━━━ Listing
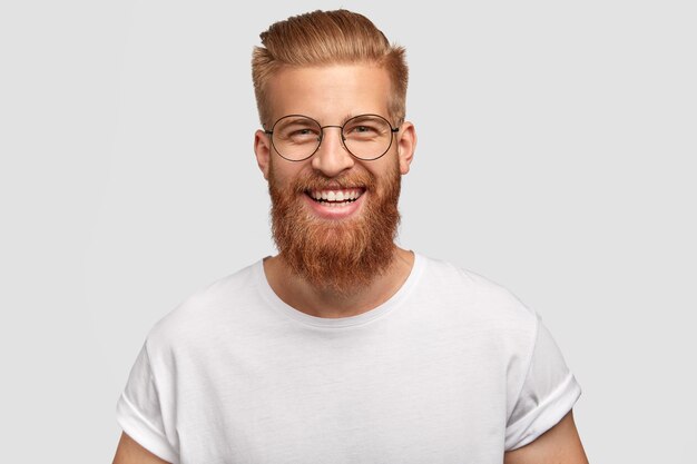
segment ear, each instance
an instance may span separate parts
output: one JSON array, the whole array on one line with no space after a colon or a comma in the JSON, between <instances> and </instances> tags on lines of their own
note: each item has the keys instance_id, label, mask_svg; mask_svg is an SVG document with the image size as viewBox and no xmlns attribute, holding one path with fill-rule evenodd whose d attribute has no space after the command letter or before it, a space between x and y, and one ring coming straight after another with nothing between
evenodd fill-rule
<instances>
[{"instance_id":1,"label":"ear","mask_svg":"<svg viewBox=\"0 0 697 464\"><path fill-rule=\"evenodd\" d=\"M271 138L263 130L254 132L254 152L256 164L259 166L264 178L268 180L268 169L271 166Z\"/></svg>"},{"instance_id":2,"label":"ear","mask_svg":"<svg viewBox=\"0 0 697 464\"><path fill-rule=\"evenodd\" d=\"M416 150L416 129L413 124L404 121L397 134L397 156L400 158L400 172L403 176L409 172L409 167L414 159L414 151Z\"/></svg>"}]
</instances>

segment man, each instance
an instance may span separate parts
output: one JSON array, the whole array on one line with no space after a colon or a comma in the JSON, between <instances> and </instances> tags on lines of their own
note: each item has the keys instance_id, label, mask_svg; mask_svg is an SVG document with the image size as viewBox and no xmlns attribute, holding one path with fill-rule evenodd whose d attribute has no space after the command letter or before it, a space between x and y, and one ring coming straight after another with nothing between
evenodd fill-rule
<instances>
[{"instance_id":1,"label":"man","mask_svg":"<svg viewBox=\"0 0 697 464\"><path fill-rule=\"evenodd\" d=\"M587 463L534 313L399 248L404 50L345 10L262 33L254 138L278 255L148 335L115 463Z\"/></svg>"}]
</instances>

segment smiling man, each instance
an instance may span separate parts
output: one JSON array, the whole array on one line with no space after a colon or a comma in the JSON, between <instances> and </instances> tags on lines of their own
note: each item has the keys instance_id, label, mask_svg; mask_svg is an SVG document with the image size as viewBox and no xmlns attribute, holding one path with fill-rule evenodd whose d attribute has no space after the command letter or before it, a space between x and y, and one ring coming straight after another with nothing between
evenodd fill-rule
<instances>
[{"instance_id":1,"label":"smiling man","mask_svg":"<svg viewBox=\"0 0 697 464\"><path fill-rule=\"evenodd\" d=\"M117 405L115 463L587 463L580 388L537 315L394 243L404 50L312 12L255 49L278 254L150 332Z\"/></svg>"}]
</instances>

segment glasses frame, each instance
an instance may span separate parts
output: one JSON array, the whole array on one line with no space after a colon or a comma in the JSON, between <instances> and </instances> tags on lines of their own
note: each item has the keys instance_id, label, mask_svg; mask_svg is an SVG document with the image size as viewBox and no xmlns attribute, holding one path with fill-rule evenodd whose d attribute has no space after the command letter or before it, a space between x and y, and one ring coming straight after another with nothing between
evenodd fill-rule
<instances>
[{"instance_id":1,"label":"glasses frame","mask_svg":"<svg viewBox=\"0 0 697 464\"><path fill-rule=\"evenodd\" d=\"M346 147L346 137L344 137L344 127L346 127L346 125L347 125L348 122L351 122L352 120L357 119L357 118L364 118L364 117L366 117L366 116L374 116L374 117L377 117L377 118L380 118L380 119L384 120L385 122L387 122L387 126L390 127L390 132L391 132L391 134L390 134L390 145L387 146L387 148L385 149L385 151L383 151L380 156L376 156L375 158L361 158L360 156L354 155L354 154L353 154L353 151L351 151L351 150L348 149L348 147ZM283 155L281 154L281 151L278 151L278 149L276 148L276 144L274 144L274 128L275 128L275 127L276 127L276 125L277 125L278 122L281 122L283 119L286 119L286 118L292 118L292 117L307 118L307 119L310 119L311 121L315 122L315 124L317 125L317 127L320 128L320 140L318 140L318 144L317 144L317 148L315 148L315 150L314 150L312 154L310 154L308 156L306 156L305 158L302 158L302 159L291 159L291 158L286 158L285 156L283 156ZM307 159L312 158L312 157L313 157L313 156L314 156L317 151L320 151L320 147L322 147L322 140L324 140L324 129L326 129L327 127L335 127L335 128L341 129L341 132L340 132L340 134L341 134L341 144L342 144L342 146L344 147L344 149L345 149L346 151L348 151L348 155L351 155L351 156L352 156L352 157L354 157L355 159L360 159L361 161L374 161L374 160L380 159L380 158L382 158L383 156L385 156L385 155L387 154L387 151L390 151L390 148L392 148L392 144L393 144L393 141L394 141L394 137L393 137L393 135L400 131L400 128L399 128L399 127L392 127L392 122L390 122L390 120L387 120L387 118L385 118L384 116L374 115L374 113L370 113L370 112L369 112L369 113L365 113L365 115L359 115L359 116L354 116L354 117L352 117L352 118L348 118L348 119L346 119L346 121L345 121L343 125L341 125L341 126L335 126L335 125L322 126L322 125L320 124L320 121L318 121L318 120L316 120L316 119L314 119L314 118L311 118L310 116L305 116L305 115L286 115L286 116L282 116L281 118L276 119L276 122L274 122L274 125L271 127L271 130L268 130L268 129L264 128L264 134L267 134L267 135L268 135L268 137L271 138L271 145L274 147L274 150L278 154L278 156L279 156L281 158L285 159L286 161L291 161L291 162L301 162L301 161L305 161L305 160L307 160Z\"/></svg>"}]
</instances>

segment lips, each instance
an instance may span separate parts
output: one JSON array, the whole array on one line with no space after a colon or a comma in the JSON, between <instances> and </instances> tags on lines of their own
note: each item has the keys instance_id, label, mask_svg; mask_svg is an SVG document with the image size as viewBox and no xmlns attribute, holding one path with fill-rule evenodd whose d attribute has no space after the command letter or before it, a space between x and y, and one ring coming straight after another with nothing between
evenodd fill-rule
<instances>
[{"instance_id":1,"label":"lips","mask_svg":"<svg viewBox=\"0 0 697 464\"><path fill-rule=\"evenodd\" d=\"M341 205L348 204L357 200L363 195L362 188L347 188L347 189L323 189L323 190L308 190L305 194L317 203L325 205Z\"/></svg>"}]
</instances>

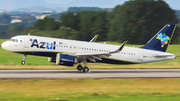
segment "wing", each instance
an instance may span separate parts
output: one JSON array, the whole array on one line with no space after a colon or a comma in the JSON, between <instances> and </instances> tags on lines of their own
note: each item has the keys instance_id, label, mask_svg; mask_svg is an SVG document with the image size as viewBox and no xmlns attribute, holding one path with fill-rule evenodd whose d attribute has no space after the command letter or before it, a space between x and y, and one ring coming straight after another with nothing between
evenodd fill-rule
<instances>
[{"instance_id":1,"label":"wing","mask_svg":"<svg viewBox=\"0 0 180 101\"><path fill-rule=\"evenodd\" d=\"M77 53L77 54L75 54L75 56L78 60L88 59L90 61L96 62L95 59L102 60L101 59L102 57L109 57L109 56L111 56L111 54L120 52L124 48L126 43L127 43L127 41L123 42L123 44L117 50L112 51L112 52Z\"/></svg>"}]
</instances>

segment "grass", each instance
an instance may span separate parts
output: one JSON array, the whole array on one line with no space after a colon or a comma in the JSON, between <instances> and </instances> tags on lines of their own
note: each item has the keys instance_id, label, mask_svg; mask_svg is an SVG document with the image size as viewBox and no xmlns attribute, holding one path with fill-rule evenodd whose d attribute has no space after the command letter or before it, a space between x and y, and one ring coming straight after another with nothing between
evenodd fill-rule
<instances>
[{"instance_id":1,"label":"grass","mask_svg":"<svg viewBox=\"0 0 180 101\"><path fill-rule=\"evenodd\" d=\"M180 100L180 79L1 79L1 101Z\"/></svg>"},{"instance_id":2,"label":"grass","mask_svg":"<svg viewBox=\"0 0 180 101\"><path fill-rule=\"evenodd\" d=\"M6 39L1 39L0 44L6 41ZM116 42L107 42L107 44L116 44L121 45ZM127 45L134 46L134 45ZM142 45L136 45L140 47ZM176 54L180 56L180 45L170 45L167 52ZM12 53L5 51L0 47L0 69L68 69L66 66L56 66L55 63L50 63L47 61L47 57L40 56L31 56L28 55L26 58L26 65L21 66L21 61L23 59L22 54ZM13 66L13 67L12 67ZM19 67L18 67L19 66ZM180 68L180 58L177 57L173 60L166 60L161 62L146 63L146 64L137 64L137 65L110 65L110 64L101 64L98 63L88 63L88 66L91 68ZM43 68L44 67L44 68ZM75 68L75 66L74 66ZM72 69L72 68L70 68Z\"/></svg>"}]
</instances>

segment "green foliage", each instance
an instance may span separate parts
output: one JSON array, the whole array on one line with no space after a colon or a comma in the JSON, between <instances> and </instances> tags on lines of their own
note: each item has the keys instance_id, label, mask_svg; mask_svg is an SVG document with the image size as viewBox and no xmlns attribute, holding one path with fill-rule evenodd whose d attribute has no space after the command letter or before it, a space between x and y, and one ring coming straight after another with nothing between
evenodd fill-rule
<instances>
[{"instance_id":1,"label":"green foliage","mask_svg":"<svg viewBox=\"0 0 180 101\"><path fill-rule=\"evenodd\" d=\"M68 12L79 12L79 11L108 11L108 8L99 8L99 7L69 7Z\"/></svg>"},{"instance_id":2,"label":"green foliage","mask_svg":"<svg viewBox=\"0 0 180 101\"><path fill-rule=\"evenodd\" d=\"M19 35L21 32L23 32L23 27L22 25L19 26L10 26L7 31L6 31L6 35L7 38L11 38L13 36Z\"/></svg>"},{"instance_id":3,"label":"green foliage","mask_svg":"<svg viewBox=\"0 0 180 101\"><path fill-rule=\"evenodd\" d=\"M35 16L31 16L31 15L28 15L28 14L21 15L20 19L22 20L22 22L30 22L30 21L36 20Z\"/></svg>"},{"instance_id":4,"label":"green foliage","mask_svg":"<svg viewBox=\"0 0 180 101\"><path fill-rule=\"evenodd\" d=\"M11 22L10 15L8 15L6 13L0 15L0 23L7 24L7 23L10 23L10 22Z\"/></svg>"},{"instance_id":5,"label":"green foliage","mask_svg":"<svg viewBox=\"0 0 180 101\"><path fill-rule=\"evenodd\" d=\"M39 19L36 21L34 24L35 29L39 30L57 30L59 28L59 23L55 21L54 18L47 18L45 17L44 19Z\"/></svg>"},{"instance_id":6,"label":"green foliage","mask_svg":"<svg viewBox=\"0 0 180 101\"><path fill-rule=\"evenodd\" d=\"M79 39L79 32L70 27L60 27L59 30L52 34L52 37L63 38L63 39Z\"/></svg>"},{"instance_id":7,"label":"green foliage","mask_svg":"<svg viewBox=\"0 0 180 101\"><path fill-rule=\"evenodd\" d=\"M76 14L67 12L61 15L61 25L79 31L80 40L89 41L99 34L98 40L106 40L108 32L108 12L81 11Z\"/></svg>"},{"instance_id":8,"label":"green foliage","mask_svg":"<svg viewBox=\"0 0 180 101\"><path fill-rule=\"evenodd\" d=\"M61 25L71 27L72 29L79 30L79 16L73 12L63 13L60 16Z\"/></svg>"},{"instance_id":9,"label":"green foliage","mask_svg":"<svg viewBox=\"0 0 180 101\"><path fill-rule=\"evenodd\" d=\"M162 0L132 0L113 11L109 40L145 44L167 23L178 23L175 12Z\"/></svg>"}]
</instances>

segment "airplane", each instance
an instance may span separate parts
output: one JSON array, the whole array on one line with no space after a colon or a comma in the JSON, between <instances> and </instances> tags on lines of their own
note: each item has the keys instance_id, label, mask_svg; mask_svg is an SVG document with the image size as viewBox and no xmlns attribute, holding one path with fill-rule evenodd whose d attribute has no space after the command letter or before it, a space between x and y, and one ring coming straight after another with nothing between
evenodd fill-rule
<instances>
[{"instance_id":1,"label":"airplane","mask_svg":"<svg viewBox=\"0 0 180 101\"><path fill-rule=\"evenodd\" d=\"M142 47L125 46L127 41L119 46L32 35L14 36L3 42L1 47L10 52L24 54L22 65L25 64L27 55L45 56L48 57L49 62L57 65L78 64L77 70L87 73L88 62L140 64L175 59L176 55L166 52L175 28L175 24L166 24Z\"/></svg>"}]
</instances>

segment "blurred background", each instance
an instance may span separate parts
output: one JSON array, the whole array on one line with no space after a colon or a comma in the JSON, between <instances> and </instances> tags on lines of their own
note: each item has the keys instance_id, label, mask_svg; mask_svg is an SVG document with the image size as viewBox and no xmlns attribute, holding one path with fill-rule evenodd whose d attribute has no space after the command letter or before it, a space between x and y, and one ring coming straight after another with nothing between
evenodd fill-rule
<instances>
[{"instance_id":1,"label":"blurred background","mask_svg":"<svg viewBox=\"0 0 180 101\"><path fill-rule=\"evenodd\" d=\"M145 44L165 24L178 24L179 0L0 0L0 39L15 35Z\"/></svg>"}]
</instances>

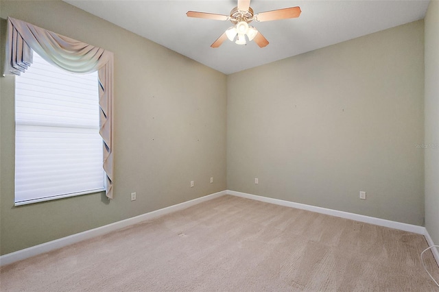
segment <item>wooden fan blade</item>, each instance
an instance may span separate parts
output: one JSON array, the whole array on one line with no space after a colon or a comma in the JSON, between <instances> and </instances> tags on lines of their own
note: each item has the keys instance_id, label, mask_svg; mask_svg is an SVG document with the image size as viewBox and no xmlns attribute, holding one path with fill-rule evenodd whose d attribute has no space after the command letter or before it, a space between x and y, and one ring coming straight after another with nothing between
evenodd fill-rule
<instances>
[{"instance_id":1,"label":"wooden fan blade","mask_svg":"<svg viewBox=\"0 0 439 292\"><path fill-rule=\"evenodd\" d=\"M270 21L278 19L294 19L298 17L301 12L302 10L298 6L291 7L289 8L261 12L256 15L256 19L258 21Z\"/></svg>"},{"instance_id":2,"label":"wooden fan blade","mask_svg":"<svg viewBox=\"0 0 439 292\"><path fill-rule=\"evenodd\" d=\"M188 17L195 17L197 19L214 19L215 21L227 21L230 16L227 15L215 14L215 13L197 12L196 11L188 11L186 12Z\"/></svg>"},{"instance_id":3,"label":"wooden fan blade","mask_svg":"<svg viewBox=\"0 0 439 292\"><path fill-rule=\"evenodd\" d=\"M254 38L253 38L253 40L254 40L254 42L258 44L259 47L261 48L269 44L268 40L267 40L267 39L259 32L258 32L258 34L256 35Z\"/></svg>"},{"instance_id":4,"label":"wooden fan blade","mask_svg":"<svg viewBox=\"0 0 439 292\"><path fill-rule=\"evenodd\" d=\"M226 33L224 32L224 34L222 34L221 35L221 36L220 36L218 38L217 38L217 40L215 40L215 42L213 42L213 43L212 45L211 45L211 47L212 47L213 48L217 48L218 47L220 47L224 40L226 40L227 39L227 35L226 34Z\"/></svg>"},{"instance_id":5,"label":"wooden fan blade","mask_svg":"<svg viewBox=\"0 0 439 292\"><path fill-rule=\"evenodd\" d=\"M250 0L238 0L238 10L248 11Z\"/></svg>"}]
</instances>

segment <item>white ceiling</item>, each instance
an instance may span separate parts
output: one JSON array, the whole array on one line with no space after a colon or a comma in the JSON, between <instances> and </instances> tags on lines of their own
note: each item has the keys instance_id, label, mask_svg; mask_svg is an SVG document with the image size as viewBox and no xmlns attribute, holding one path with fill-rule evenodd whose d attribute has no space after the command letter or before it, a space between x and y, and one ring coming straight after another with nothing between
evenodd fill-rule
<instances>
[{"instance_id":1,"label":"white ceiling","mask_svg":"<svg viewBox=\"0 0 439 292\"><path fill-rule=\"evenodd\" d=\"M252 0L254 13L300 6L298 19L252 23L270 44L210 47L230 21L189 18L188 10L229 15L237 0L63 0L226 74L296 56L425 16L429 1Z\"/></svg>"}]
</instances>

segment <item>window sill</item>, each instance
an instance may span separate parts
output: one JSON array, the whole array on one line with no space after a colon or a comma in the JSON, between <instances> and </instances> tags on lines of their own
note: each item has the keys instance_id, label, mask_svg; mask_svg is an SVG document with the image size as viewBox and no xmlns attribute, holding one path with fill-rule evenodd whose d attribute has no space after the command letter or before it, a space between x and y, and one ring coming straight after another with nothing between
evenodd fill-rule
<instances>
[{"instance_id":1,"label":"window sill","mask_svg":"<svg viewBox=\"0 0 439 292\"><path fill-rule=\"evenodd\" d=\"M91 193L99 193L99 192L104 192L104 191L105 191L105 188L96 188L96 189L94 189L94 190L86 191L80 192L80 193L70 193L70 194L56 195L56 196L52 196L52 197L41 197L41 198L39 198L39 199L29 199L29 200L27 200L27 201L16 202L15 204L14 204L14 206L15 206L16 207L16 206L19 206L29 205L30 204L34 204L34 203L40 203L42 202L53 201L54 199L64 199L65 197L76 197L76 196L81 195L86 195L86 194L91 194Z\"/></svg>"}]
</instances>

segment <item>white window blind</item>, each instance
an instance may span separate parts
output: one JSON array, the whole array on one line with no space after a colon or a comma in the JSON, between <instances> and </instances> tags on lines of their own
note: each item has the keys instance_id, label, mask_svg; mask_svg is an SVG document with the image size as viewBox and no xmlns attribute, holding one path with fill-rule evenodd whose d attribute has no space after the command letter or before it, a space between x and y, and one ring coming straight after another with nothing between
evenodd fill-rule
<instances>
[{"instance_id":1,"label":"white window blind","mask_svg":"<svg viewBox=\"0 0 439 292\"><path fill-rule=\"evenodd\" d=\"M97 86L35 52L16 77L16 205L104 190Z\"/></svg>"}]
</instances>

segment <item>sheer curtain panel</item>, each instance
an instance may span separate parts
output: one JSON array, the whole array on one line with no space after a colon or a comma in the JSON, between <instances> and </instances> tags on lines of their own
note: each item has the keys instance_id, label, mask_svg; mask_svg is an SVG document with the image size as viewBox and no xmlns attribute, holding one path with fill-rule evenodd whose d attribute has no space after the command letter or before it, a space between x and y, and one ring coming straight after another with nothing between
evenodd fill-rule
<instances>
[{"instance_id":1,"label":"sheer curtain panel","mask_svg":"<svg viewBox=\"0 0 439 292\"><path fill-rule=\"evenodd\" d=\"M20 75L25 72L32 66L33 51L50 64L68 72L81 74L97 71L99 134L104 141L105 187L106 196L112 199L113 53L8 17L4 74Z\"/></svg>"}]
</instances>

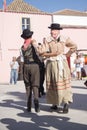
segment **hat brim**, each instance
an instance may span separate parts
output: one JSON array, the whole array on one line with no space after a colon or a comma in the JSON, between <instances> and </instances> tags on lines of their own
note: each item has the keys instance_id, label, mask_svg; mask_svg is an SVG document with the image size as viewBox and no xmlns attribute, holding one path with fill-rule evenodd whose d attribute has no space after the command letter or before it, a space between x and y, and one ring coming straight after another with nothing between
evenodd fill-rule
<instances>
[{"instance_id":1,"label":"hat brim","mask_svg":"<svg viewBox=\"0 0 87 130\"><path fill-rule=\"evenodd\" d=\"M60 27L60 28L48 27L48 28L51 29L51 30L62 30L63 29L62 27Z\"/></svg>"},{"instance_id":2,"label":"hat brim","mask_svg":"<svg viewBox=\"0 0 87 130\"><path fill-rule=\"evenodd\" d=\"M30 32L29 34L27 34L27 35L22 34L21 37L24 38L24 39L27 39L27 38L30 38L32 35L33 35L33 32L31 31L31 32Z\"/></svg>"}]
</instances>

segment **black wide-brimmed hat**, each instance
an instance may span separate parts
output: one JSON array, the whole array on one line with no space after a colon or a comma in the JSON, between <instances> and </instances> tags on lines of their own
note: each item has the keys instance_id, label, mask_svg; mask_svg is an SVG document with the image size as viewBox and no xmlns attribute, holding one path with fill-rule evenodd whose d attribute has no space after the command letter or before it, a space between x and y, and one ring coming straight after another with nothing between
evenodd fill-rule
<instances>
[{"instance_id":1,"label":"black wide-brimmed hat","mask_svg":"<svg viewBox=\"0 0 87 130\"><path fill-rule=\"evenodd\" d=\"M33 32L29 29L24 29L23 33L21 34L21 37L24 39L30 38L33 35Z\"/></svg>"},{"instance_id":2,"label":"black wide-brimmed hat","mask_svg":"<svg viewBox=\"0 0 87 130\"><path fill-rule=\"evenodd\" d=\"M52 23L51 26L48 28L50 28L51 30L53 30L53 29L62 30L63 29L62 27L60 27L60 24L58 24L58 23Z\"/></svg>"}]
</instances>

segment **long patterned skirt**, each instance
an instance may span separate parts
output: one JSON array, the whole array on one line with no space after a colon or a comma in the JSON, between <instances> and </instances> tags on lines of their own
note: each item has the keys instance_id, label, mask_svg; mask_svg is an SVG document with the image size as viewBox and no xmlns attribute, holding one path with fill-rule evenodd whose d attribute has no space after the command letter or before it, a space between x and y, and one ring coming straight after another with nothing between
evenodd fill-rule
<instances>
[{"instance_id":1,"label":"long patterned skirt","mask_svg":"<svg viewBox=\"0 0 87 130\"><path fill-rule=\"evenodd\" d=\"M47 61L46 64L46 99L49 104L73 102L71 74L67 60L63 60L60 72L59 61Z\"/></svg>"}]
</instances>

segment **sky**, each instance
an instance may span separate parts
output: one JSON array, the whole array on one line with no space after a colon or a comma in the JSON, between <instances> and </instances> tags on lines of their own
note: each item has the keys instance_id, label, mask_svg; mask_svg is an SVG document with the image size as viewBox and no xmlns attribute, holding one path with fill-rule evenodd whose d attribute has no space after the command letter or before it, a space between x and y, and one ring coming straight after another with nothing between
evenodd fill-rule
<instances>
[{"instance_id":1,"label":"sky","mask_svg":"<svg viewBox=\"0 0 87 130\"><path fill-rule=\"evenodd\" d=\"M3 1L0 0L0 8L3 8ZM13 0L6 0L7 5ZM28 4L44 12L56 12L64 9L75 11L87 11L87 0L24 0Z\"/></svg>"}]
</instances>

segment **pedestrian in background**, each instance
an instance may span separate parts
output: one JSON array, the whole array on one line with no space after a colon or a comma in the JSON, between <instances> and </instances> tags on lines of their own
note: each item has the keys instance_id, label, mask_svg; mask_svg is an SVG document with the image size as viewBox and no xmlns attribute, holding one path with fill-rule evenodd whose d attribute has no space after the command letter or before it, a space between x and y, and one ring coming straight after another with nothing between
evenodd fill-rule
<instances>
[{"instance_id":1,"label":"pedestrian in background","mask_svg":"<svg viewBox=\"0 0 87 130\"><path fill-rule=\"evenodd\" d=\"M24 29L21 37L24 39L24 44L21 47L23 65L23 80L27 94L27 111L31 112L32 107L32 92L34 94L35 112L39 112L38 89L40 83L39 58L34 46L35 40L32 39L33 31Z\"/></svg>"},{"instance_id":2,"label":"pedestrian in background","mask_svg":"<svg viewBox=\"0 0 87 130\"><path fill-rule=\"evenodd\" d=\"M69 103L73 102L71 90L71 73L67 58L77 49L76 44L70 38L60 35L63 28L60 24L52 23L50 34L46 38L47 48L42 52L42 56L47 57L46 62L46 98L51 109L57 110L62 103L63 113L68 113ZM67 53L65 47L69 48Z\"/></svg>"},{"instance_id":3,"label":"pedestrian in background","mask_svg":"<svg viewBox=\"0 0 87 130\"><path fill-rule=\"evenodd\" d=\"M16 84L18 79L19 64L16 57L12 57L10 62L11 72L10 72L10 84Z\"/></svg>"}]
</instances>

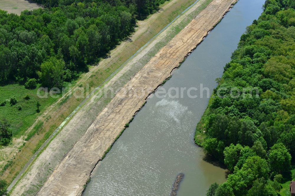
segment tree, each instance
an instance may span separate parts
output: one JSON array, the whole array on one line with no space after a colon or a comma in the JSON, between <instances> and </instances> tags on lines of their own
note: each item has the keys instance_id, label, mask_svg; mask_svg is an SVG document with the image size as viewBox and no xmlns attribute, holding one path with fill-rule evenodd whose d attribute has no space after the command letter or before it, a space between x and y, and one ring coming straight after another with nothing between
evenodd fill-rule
━━━━━━
▸ Short problem
Starting at the line that contains "segment tree, each instance", quote each remaining line of the entries above, unchanged.

▸ Expected output
segment tree, each instance
an instance may span separate parts
output: one JSON array, the whole array on one line with no space after a colon or a comma in the JSON, between <instances> and </instances> tags on lines of their own
note: each item has the keys instance_id, label, mask_svg; mask_svg is an SVG document with the image size as viewBox and no xmlns attribute, holding one path with fill-rule evenodd whose d attribute has no space after the command letter or before it, a space between x and y, and one ring coming straight after another with nothing between
evenodd fill-rule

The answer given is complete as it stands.